--- Your task ---
Could you copy the material below word for word, leaving out the pictures?

:::::

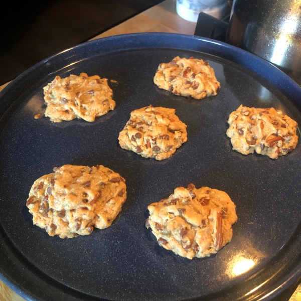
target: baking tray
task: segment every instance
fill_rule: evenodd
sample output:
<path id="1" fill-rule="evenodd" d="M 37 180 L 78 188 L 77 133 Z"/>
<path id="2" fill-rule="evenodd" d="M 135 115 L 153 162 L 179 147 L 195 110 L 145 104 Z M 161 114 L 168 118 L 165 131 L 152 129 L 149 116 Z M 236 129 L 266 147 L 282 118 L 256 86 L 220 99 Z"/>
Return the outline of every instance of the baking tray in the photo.
<path id="1" fill-rule="evenodd" d="M 155 85 L 159 64 L 177 56 L 209 62 L 217 95 L 188 99 Z M 82 72 L 117 81 L 109 81 L 113 111 L 92 123 L 34 118 L 45 110 L 44 86 Z M 300 124 L 300 95 L 255 56 L 182 35 L 106 38 L 36 65 L 0 94 L 1 279 L 28 300 L 272 299 L 301 274 L 301 147 L 276 160 L 244 156 L 232 150 L 226 120 L 243 104 L 272 106 Z M 162 161 L 118 143 L 130 112 L 149 104 L 174 108 L 187 125 L 187 142 Z M 32 184 L 64 164 L 101 164 L 125 178 L 127 199 L 111 227 L 62 240 L 33 225 L 25 206 Z M 226 192 L 238 217 L 229 244 L 192 260 L 159 246 L 144 226 L 148 204 L 190 183 Z"/>

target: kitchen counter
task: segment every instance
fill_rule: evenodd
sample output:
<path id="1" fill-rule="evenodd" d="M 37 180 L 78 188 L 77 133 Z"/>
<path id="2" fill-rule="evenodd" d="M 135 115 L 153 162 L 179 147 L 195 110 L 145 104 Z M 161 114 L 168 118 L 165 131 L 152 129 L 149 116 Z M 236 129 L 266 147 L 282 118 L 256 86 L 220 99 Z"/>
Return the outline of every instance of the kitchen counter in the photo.
<path id="1" fill-rule="evenodd" d="M 167 32 L 193 35 L 196 24 L 186 21 L 176 11 L 176 0 L 165 0 L 91 40 L 115 35 L 140 32 Z M 0 86 L 0 90 L 8 84 Z M 25 299 L 0 280 L 0 301 L 24 301 Z M 278 301 L 278 300 L 277 300 Z M 287 301 L 287 298 L 279 301 Z M 289 301 L 301 301 L 301 284 Z"/>

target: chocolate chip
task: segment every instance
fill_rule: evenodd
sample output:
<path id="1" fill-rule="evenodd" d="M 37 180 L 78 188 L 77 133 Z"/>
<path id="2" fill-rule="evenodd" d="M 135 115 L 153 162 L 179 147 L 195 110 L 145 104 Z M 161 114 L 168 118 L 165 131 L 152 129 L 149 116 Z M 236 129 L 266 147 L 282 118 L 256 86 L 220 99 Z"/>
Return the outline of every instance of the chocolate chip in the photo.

:::::

--- Solution to the problem ---
target: baking tray
task: segment every instance
fill_rule: evenodd
sample output:
<path id="1" fill-rule="evenodd" d="M 37 180 L 78 188 L 77 133 Z"/>
<path id="2" fill-rule="evenodd" d="M 135 115 L 153 162 L 179 147 L 195 110 L 145 104 Z M 161 114 L 168 118 L 165 131 L 152 129 L 149 116 Z M 236 129 L 266 147 L 282 118 L 256 86 L 220 99 Z"/>
Return the outline of every instance of the baking tray in the photo.
<path id="1" fill-rule="evenodd" d="M 155 85 L 159 64 L 177 56 L 209 62 L 217 95 L 188 99 Z M 82 72 L 117 81 L 109 81 L 113 111 L 92 123 L 34 118 L 45 110 L 44 86 Z M 300 124 L 300 95 L 255 56 L 182 35 L 106 38 L 36 65 L 0 94 L 1 279 L 28 300 L 272 299 L 301 274 L 301 147 L 276 160 L 244 156 L 232 150 L 226 120 L 243 104 L 272 106 Z M 162 161 L 118 143 L 130 112 L 149 104 L 174 108 L 187 125 L 187 142 Z M 32 184 L 64 164 L 101 164 L 125 178 L 127 199 L 111 227 L 62 240 L 33 225 L 25 206 Z M 226 192 L 238 217 L 229 244 L 192 260 L 159 246 L 144 226 L 148 204 L 190 183 Z"/>

target: kitchen counter
task: segment every instance
fill_rule: evenodd
sample output:
<path id="1" fill-rule="evenodd" d="M 37 180 L 78 188 L 77 133 Z"/>
<path id="2" fill-rule="evenodd" d="M 135 115 L 153 162 L 179 147 L 195 110 L 145 104 Z M 161 114 L 168 118 L 165 131 L 152 129 L 149 116 Z M 236 129 L 266 147 L 282 118 L 256 86 L 220 99 Z"/>
Return the outline of every instance of the kitchen counter in the photo.
<path id="1" fill-rule="evenodd" d="M 167 32 L 193 35 L 196 24 L 186 21 L 176 11 L 176 0 L 165 0 L 91 40 L 115 35 L 140 32 Z M 0 86 L 0 90 L 8 84 Z M 25 299 L 0 280 L 0 301 L 24 301 Z M 278 301 L 278 300 L 277 300 Z M 287 301 L 287 298 L 279 301 Z M 289 301 L 301 301 L 301 284 Z"/>

target: chocolate chip
task: segment every instance
fill_rule: evenodd
sample output:
<path id="1" fill-rule="evenodd" d="M 37 180 L 78 188 L 77 133 Z"/>
<path id="2" fill-rule="evenodd" d="M 135 115 L 153 162 L 179 147 L 195 110 L 145 104 Z M 161 114 L 168 118 L 165 131 L 152 129 L 149 116 Z M 236 129 L 266 147 L 282 118 L 256 86 L 220 99 Z"/>
Return the outline of every instance of the chocolate chip in the photo.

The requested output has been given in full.